** START OF Given records **

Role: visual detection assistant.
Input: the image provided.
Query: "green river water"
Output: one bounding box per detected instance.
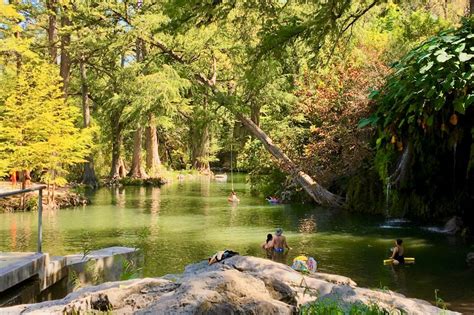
[0,175,474,312]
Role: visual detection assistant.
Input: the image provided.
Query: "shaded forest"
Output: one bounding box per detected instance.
[0,0,474,227]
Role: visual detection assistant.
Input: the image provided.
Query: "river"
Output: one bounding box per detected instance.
[0,175,474,312]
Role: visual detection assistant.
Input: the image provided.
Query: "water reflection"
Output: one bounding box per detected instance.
[298,214,317,233]
[0,177,474,314]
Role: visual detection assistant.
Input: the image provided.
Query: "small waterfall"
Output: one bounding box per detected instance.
[453,143,458,192]
[385,181,392,218]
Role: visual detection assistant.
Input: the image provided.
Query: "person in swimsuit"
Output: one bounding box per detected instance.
[261,234,273,250]
[390,239,405,265]
[272,228,291,253]
[227,190,240,202]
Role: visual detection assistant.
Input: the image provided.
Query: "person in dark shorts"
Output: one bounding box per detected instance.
[390,239,405,265]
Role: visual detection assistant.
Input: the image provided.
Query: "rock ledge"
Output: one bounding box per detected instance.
[0,256,458,314]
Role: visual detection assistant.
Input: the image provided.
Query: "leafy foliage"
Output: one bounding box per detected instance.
[371,18,474,214]
[0,63,91,185]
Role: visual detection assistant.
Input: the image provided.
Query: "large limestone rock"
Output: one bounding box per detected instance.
[0,256,456,314]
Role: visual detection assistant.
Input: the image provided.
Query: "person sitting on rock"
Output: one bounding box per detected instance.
[272,228,291,253]
[390,239,405,265]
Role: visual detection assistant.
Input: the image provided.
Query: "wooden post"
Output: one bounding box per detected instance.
[38,188,43,253]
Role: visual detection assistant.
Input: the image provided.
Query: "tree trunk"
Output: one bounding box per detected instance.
[79,57,98,187]
[145,114,161,177]
[59,6,71,96]
[128,127,148,178]
[250,104,260,127]
[235,113,342,207]
[110,118,123,179]
[46,0,58,63]
[191,122,211,173]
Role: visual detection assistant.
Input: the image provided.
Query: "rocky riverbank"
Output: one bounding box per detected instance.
[0,188,90,213]
[0,256,458,314]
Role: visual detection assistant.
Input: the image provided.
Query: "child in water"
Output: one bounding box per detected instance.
[262,234,273,250]
[390,239,405,265]
[227,190,240,202]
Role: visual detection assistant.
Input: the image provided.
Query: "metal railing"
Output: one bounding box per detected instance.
[0,185,46,253]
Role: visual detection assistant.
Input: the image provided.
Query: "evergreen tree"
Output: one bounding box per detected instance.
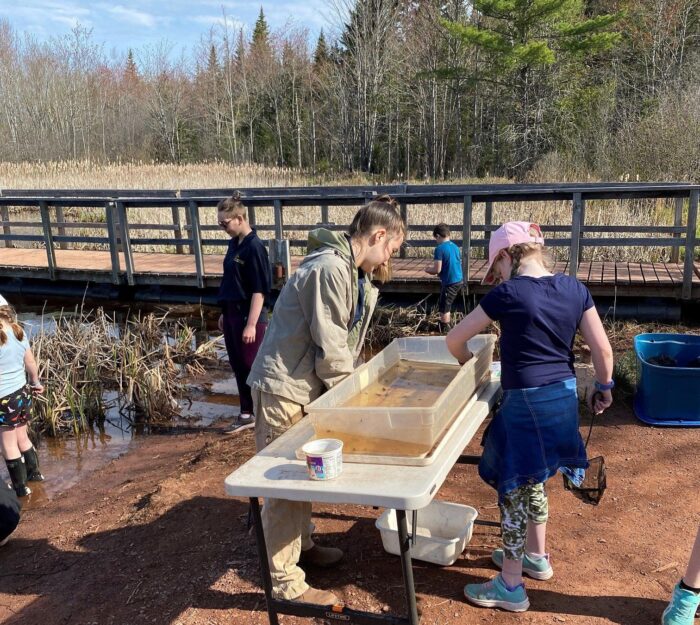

** END OF Given records **

## Task to complete
Locate every line in the items above that contains the word "person" and copy each one. Case counts.

## Expected output
Query: "person in swimsuit"
Query: "person in dark shorts"
Query: "person sitting on rock"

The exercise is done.